_STATED PROBLEM:_ Recast the records between the lines holding "Check that every instance of the car windscreen" and "[(91, 160)]", inclusive, as a two-column CSV with the headers instruction and keypoints. Give one row per record, with each value in one quoted field and line breaks replaced by spaces.

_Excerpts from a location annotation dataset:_
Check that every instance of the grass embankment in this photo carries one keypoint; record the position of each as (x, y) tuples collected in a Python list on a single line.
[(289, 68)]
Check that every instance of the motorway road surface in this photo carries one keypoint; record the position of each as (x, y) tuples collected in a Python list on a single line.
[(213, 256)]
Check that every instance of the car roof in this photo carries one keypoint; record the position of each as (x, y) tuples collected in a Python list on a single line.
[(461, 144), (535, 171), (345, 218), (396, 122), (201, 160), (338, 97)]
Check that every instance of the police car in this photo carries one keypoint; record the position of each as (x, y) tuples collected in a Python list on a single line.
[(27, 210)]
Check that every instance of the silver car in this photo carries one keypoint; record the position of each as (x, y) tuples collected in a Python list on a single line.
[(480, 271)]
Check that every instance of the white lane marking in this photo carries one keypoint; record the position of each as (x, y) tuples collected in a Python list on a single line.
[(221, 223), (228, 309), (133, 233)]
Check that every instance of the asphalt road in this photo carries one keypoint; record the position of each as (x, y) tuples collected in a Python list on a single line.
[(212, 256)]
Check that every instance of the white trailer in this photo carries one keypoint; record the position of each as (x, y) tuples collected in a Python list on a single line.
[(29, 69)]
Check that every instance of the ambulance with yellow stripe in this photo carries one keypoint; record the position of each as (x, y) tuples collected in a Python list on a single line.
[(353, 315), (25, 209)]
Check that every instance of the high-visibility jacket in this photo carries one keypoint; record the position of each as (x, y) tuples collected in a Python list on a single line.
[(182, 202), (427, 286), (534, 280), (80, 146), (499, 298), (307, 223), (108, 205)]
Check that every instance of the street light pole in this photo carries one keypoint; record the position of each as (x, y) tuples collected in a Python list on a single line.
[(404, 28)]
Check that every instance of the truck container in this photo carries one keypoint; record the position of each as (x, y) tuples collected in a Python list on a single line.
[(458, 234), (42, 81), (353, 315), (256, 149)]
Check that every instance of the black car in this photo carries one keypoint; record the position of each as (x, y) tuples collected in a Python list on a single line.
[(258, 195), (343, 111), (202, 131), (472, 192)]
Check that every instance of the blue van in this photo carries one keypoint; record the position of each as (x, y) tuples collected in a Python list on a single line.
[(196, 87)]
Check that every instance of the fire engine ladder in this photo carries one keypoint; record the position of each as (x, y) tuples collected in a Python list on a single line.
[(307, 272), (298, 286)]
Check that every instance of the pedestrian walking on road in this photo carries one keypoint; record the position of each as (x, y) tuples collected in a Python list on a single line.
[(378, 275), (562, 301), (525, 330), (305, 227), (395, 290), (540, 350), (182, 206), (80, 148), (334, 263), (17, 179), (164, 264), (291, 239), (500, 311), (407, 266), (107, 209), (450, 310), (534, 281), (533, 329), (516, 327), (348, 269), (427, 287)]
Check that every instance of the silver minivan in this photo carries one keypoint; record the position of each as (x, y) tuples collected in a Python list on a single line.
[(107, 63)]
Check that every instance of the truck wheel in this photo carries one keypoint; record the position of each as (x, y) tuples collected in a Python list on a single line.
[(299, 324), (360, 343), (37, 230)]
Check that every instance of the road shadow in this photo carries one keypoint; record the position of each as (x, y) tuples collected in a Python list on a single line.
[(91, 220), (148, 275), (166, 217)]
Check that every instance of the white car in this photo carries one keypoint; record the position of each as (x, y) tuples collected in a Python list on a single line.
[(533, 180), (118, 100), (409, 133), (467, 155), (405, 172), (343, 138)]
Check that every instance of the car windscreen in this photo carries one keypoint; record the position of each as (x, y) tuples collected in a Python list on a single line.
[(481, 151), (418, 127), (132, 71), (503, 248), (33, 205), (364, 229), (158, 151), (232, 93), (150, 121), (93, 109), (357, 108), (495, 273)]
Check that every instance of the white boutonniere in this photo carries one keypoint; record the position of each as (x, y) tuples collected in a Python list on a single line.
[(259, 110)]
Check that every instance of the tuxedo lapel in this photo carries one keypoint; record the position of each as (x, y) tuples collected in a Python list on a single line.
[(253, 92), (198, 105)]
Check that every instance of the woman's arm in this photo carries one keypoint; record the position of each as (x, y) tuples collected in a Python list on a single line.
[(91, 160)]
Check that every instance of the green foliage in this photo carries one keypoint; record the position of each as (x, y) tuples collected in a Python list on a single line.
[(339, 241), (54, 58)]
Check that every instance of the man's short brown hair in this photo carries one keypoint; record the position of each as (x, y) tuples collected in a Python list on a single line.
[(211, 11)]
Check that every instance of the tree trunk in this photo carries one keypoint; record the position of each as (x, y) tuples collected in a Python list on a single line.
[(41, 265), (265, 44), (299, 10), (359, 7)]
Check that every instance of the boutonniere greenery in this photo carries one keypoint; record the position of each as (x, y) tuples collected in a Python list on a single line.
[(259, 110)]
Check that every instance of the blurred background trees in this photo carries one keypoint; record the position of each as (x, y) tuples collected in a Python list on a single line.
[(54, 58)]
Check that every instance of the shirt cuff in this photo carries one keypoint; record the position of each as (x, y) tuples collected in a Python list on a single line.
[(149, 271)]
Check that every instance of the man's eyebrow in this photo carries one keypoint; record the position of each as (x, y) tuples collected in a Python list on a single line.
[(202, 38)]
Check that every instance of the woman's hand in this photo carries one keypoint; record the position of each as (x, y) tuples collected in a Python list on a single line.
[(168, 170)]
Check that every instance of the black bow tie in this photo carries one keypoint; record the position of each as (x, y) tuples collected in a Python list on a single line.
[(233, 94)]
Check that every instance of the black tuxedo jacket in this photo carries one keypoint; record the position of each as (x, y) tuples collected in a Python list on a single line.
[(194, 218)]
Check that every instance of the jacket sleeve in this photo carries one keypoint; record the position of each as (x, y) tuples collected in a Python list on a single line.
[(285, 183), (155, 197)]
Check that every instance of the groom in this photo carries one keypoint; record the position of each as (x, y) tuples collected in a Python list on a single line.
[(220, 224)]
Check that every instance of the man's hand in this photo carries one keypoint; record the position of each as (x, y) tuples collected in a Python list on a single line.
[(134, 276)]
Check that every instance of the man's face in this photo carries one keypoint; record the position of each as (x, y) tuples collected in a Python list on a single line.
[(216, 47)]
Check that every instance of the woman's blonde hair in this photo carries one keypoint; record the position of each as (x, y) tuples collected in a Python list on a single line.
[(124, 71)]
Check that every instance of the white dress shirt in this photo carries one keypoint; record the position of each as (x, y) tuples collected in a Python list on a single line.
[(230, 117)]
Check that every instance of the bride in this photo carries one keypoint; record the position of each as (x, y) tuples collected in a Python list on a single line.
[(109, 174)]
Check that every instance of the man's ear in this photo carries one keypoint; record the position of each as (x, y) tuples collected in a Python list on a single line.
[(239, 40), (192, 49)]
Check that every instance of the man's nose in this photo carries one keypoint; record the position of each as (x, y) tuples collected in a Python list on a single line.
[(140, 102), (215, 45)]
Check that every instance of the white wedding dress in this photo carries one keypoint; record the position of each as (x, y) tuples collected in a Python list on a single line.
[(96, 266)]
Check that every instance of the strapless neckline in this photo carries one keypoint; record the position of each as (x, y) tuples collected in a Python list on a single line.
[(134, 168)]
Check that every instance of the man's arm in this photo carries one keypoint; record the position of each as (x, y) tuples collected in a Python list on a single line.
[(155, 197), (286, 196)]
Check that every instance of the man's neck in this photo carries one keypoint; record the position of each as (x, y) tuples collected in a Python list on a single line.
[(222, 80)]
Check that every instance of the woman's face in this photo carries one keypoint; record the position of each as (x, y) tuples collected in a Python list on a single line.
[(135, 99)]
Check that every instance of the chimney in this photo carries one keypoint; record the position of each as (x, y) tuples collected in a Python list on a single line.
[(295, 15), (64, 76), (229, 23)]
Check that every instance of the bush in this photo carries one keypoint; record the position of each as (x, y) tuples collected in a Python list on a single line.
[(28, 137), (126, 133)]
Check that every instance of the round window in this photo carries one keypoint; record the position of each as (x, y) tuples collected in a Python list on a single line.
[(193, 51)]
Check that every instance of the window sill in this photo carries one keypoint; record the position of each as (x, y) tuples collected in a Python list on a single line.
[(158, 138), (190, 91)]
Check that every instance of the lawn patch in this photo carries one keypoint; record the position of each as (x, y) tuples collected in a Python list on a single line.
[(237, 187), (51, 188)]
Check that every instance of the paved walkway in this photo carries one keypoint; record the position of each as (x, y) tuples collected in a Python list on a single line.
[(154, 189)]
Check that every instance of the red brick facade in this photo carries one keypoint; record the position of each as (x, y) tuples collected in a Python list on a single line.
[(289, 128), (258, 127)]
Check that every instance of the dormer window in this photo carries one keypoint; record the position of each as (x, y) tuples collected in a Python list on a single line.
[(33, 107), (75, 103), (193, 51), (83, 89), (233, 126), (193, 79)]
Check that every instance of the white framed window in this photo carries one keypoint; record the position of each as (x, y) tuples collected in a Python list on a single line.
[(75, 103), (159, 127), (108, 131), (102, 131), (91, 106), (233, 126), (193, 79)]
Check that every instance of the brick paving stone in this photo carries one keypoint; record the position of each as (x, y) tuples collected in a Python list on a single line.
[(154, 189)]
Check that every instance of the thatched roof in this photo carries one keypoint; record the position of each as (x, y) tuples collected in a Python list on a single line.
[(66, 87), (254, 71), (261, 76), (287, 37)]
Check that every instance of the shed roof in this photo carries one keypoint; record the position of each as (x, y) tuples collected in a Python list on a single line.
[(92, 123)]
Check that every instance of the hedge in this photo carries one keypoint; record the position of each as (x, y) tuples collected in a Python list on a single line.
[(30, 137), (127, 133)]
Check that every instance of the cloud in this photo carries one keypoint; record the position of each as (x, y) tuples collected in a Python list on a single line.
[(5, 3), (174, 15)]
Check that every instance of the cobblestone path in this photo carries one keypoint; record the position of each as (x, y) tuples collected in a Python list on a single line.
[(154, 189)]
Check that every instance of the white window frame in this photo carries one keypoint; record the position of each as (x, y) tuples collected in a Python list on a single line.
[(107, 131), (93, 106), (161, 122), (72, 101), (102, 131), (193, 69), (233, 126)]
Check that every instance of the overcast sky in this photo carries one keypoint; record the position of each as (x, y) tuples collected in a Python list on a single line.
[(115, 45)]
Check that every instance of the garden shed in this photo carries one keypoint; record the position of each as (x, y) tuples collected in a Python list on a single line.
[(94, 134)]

_SOLUTION TO THE EXERCISE:_
instruction,keypoints
"Check that every instance of the car windscreen in this photo carries one keypoint; record the position of each as (x, y) tuples collected in a Python list on a single line.","[(481, 151), (418, 127), (132, 71), (503, 248), (33, 205), (364, 229), (158, 151), (232, 93), (150, 121), (93, 109), (357, 108), (495, 273)]"
"Check that every instance of the white boutonniere in this photo carries one keypoint; record the position of each as (x, y) tuples collected in a Python list on a single line.","[(259, 110)]"
"Check that every instance of the tuxedo lapel in this photo carries one keypoint; record the position of each as (x, y) tuples collected in a Python list on a single line.","[(253, 92), (198, 105)]"
"Check that every instance of the woman's arm in this photo carries one keypoint; record the position of each as (x, y) tuples collected in a Python list on a single line.","[(91, 160)]"